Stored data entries

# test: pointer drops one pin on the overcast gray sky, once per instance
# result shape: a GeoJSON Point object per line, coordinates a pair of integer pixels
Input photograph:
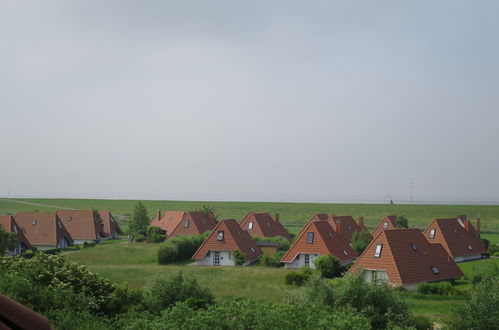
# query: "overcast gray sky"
{"type": "Point", "coordinates": [250, 100]}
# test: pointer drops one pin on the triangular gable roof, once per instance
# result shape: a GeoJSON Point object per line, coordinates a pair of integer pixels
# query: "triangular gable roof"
{"type": "Point", "coordinates": [326, 241]}
{"type": "Point", "coordinates": [80, 224]}
{"type": "Point", "coordinates": [110, 224]}
{"type": "Point", "coordinates": [347, 225]}
{"type": "Point", "coordinates": [10, 225]}
{"type": "Point", "coordinates": [391, 221]}
{"type": "Point", "coordinates": [235, 238]}
{"type": "Point", "coordinates": [405, 264]}
{"type": "Point", "coordinates": [42, 228]}
{"type": "Point", "coordinates": [454, 237]}
{"type": "Point", "coordinates": [264, 226]}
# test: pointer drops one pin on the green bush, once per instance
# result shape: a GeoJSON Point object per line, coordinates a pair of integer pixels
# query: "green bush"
{"type": "Point", "coordinates": [155, 234]}
{"type": "Point", "coordinates": [239, 258]}
{"type": "Point", "coordinates": [165, 292]}
{"type": "Point", "coordinates": [437, 288]}
{"type": "Point", "coordinates": [328, 266]}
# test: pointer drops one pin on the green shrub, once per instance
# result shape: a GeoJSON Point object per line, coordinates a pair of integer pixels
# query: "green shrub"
{"type": "Point", "coordinates": [155, 234]}
{"type": "Point", "coordinates": [328, 266]}
{"type": "Point", "coordinates": [239, 258]}
{"type": "Point", "coordinates": [437, 288]}
{"type": "Point", "coordinates": [165, 292]}
{"type": "Point", "coordinates": [167, 253]}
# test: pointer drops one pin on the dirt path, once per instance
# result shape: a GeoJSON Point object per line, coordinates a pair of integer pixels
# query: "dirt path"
{"type": "Point", "coordinates": [36, 204]}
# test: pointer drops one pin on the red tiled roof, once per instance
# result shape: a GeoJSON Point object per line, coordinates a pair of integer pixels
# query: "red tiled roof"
{"type": "Point", "coordinates": [16, 316]}
{"type": "Point", "coordinates": [403, 264]}
{"type": "Point", "coordinates": [326, 241]}
{"type": "Point", "coordinates": [454, 237]}
{"type": "Point", "coordinates": [264, 226]}
{"type": "Point", "coordinates": [173, 223]}
{"type": "Point", "coordinates": [10, 225]}
{"type": "Point", "coordinates": [235, 238]}
{"type": "Point", "coordinates": [42, 228]}
{"type": "Point", "coordinates": [391, 221]}
{"type": "Point", "coordinates": [110, 224]}
{"type": "Point", "coordinates": [80, 224]}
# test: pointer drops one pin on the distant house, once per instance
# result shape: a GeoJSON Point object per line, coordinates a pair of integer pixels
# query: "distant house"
{"type": "Point", "coordinates": [44, 230]}
{"type": "Point", "coordinates": [175, 223]}
{"type": "Point", "coordinates": [81, 225]}
{"type": "Point", "coordinates": [10, 225]}
{"type": "Point", "coordinates": [262, 224]}
{"type": "Point", "coordinates": [403, 257]}
{"type": "Point", "coordinates": [458, 237]}
{"type": "Point", "coordinates": [111, 227]}
{"type": "Point", "coordinates": [388, 222]}
{"type": "Point", "coordinates": [227, 236]}
{"type": "Point", "coordinates": [13, 315]}
{"type": "Point", "coordinates": [317, 238]}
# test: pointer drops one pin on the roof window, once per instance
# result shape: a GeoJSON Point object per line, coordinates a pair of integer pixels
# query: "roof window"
{"type": "Point", "coordinates": [310, 238]}
{"type": "Point", "coordinates": [377, 252]}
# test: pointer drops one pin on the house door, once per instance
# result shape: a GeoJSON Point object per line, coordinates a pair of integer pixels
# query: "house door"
{"type": "Point", "coordinates": [216, 258]}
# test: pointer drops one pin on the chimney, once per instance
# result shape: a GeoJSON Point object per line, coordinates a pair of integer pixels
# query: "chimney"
{"type": "Point", "coordinates": [338, 226]}
{"type": "Point", "coordinates": [478, 223]}
{"type": "Point", "coordinates": [467, 225]}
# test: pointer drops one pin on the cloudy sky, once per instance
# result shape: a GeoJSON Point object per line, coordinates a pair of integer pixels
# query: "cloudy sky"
{"type": "Point", "coordinates": [250, 100]}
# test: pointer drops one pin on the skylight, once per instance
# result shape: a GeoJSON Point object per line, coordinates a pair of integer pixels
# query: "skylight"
{"type": "Point", "coordinates": [377, 253]}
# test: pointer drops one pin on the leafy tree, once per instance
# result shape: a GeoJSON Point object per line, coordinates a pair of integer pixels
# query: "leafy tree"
{"type": "Point", "coordinates": [7, 241]}
{"type": "Point", "coordinates": [239, 258]}
{"type": "Point", "coordinates": [402, 222]}
{"type": "Point", "coordinates": [479, 312]}
{"type": "Point", "coordinates": [140, 220]}
{"type": "Point", "coordinates": [164, 292]}
{"type": "Point", "coordinates": [328, 266]}
{"type": "Point", "coordinates": [360, 241]}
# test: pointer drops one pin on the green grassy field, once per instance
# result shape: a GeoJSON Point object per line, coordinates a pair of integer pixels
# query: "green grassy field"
{"type": "Point", "coordinates": [293, 215]}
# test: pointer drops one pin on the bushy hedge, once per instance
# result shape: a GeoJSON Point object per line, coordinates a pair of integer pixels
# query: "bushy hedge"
{"type": "Point", "coordinates": [179, 248]}
{"type": "Point", "coordinates": [437, 288]}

AIM OF THE EXERCISE: Turn every line of the records above into a numbered list. Skip blank lines and leave the pictures out.

THE SOLUTION:
1. # test: pointer drops one pin on the overcast gray sky, once per instance
2. # result shape: a GeoJSON Point object per line, coordinates a pair of integer pixels
3. Input photograph:
4. # query: "overcast gray sky"
5. {"type": "Point", "coordinates": [250, 100]}
6. # test: pointer drops one pin on the triangular gable roof, once per instance
7. # result shape: a GeoJSON Point object per line, coordinates a pair of integer pixels
8. # query: "triangular gable roof"
9. {"type": "Point", "coordinates": [326, 241]}
10. {"type": "Point", "coordinates": [80, 224]}
11. {"type": "Point", "coordinates": [110, 224]}
12. {"type": "Point", "coordinates": [347, 225]}
13. {"type": "Point", "coordinates": [10, 225]}
14. {"type": "Point", "coordinates": [391, 221]}
15. {"type": "Point", "coordinates": [235, 238]}
16. {"type": "Point", "coordinates": [405, 264]}
17. {"type": "Point", "coordinates": [42, 228]}
18. {"type": "Point", "coordinates": [454, 237]}
19. {"type": "Point", "coordinates": [264, 226]}
20. # test: pointer drops one pin on the green bush, once per instance
21. # result shape: a GeoJSON Point object per line, coordinates a pair of integer pixels
22. # query: "green bush"
23. {"type": "Point", "coordinates": [155, 234]}
24. {"type": "Point", "coordinates": [239, 258]}
25. {"type": "Point", "coordinates": [165, 292]}
26. {"type": "Point", "coordinates": [437, 288]}
27. {"type": "Point", "coordinates": [328, 266]}
28. # test: pointer drops one pin on the green shrub, once per instance
29. # result shape: a GeoJSON Point object per line, coordinates a pair of integer pixels
30. # query: "green shrub"
31. {"type": "Point", "coordinates": [155, 234]}
32. {"type": "Point", "coordinates": [328, 266]}
33. {"type": "Point", "coordinates": [239, 258]}
34. {"type": "Point", "coordinates": [437, 288]}
35. {"type": "Point", "coordinates": [165, 292]}
36. {"type": "Point", "coordinates": [167, 253]}
37. # test: pointer drops one pin on the dirt path, once per instance
38. # result shape: a GeoJSON Point object per line, coordinates a pair of integer pixels
39. # query: "dirt path"
40. {"type": "Point", "coordinates": [36, 204]}
41. # test: pointer drops one pin on the red tiled roof, once per instance
42. # result shape: a GeoJSON Point object per line, coordinates a pair of integer pixels
43. # query: "red tiled roof"
44. {"type": "Point", "coordinates": [16, 316]}
45. {"type": "Point", "coordinates": [403, 264]}
46. {"type": "Point", "coordinates": [326, 241]}
47. {"type": "Point", "coordinates": [454, 237]}
48. {"type": "Point", "coordinates": [264, 226]}
49. {"type": "Point", "coordinates": [173, 223]}
50. {"type": "Point", "coordinates": [10, 225]}
51. {"type": "Point", "coordinates": [235, 238]}
52. {"type": "Point", "coordinates": [42, 228]}
53. {"type": "Point", "coordinates": [391, 221]}
54. {"type": "Point", "coordinates": [110, 224]}
55. {"type": "Point", "coordinates": [80, 224]}
56. # test: pointer drops one pin on the distant house, once per instance
57. # result shape: a GeoJSON Point object per line, coordinates a pair of integer pixels
58. # query: "distant house"
59. {"type": "Point", "coordinates": [44, 230]}
60. {"type": "Point", "coordinates": [175, 223]}
61. {"type": "Point", "coordinates": [81, 225]}
62. {"type": "Point", "coordinates": [10, 225]}
63. {"type": "Point", "coordinates": [262, 224]}
64. {"type": "Point", "coordinates": [403, 257]}
65. {"type": "Point", "coordinates": [458, 237]}
66. {"type": "Point", "coordinates": [111, 227]}
67. {"type": "Point", "coordinates": [388, 222]}
68. {"type": "Point", "coordinates": [227, 236]}
69. {"type": "Point", "coordinates": [13, 315]}
70. {"type": "Point", "coordinates": [317, 238]}
71. # test: pointer drops one pin on the roof window, once per instance
72. # result shape: a GeoJSON Point object per line, coordinates a pair of integer pixels
73. # query: "roof window"
74. {"type": "Point", "coordinates": [310, 238]}
75. {"type": "Point", "coordinates": [377, 252]}
76. # test: pointer drops one pin on the house door, once per instance
77. # result shape: a GeoJSON Point object per line, coordinates a pair of integer pixels
78. # query: "house door"
79. {"type": "Point", "coordinates": [216, 258]}
80. # test: pointer drops one pin on the chimney, once per instance
81. # result shape: a GeoJSON Point object per line, coordinates a pair of integer pixels
82. # query: "chimney"
83. {"type": "Point", "coordinates": [338, 226]}
84. {"type": "Point", "coordinates": [478, 223]}
85. {"type": "Point", "coordinates": [467, 225]}
86. # test: pointer drops one pin on the cloudy sky, once per instance
87. # result shape: a GeoJSON Point object per line, coordinates a pair of integer pixels
88. # query: "cloudy sky"
89. {"type": "Point", "coordinates": [250, 100]}
90. # test: pointer drops one pin on the skylight, once per instance
91. # result shape: a GeoJSON Point object per line, coordinates a pair of integer pixels
92. # query: "skylight"
93. {"type": "Point", "coordinates": [377, 253]}
94. # test: pointer drops one pin on the leafy tree, once per instance
95. # result shape: a GeoJSON Point object per line, coordinates a pair of integer pixels
96. # query: "leafy tree"
97. {"type": "Point", "coordinates": [7, 241]}
98. {"type": "Point", "coordinates": [239, 258]}
99. {"type": "Point", "coordinates": [402, 222]}
100. {"type": "Point", "coordinates": [479, 312]}
101. {"type": "Point", "coordinates": [140, 220]}
102. {"type": "Point", "coordinates": [164, 292]}
103. {"type": "Point", "coordinates": [328, 266]}
104. {"type": "Point", "coordinates": [360, 241]}
105. # test: pointer drops one pin on the green grassy field, once per instance
106. # result shape: a GeoJSON Point object per line, coordinates a pair of integer pixels
107. # query: "green grassy field"
108. {"type": "Point", "coordinates": [293, 215]}
109. # test: pointer drops one pin on the bushy hedge, once per instance
110. # result shape: a GeoJSON Point object per line, coordinates a pair of integer pixels
111. # query: "bushy hedge"
112. {"type": "Point", "coordinates": [179, 248]}
113. {"type": "Point", "coordinates": [437, 288]}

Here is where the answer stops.